Conta-se em alguma parte – não recordamos exatamente onde – a história de um homem piedoso que durante toda sua vida pediu a Deus que lhe concedesse a morte como mártir; quando se aproximou a hora de uma morte tranquila, disse com tristeza: “Minha oração não foi ouvida”. Mas apenas havia pronunciado essas palavras, recebeu interiormente a notícia de que toda sua vida tinha sido um martírio, e de que como tal havia sido aceita.

O Starets dizia que a graça que recebera no começo era comparável à dos mártires, a ponto de pensar que o Senhor lhe reservasse talvez uma morte de mártir. Mas, do mesmo modo como aconteceu com aquele homem piedoso, ele teve um final tranquilo.
· · · ·
*O que fazer*.
1/ Responda com base no texto sobre o Starets:
(a) O que o homem piedoso pediu a Deus durante toda a vida?
(b) Que frase ele disse com tristeza quando se aproximou a hora de uma morte tranquila?
(c) A que o Starets comparava a graça que recebera no começo?
2/ Prolongue o texto sobre o Starets com um parágrafo curto, começando logo após a última frase.
· · · ·
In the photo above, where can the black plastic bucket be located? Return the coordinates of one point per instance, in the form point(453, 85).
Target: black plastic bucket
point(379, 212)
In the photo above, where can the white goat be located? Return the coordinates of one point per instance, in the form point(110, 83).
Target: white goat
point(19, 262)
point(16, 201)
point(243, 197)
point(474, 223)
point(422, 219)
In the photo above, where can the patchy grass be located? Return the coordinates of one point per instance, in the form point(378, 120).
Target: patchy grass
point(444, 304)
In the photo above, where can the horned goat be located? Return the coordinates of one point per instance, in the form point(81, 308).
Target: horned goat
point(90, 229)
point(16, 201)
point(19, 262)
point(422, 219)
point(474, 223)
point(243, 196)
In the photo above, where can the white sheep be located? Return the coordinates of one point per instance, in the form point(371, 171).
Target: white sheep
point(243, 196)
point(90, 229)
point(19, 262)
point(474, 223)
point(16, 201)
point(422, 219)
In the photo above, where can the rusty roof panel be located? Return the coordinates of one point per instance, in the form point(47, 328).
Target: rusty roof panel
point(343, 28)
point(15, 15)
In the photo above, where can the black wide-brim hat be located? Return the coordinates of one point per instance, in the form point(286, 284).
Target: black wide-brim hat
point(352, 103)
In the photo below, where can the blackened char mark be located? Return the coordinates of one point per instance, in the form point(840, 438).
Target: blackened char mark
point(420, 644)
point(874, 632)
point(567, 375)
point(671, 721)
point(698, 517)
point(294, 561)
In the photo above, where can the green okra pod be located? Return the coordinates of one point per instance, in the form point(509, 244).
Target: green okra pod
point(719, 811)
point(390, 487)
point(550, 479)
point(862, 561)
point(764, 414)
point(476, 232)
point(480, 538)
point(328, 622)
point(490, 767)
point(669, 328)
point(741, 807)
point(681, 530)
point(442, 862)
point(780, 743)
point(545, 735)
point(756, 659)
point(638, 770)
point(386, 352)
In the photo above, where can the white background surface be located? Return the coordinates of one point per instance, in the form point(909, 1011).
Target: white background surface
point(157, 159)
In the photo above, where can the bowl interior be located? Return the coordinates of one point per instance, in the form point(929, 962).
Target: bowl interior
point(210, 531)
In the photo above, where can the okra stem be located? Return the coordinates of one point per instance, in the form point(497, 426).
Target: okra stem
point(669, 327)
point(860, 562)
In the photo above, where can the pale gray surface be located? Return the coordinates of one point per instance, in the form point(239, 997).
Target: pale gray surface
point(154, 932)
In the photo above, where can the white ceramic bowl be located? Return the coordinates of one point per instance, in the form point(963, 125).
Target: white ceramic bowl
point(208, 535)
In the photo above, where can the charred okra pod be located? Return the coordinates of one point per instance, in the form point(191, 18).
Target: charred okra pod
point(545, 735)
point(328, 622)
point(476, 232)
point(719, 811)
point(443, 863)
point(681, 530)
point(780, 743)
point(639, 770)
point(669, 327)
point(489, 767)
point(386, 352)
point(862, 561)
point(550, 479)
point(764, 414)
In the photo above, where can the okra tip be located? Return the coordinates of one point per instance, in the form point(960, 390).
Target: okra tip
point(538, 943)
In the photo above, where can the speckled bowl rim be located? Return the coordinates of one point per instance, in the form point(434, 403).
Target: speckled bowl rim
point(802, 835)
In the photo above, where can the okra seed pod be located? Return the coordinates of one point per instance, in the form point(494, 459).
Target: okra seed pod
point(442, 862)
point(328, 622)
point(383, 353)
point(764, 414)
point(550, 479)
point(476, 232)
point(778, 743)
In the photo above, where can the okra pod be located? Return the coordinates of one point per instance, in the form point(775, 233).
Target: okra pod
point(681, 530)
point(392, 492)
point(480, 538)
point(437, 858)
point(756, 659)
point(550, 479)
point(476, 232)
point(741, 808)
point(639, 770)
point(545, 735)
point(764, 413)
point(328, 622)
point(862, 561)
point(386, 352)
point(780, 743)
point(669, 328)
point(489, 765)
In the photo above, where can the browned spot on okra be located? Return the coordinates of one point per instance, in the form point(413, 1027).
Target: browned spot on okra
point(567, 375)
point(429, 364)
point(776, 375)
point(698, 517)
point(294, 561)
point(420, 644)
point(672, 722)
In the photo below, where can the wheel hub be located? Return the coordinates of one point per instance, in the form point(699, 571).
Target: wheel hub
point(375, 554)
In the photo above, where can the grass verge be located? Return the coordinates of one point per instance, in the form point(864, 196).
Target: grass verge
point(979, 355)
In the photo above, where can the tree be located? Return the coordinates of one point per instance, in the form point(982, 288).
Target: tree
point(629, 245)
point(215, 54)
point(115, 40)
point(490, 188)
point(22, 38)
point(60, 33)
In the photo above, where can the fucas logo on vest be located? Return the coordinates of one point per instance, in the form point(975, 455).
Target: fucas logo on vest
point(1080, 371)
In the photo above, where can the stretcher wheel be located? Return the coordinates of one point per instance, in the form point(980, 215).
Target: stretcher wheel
· · · ·
*Respostas por tarefa*.
1/
(a) Pediu que Deus lhe concedesse a morte como mártir.
(b) "Minha oração não foi ouvida".
(c) À graça dos mártires.

2/
O Starets era extraordinariamente sóbrio em todas as coisas. Não se deixava arrastar por sonhos sobre a perfeição; mas, tendo conhecido o amor perfeito de Cristo, passou toda a sua vida num esforço intenso para adquiri-lo. Sabia mais do que ninguém que “o espírito está pronto, mas a carne é débil”; por isso dizia que existem pessoas que têm o desejo de sofrer por Cristo, mas que, “quando não se tem a graça, inclusive no corpo”, pode acontecer que não suportem os sofrimentos do martírio. Por isso não convém entusiasmar-se demasiado com tal proeza. Mas se o Senhor nos chama a tanto, então devemos pedir seu apoio e ele nos ajudará.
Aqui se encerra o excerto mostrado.